Every line below that contains "indicate" is to be copied.

(Records drawn from a dataset)
——
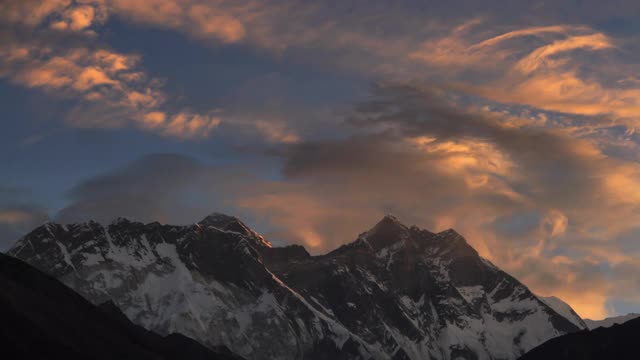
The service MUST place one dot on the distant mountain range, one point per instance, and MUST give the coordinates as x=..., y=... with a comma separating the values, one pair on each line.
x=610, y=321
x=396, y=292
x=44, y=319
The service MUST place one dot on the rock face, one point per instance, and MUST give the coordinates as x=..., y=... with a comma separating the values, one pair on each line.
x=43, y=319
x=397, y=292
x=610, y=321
——
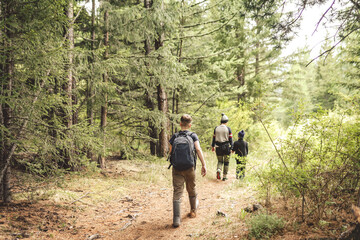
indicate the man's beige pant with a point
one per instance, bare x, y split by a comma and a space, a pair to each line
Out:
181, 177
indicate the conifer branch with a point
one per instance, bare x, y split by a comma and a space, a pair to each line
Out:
——
● TASK ANSWER:
indicate the man's beige pant with a point
indicate the conifer branch with a point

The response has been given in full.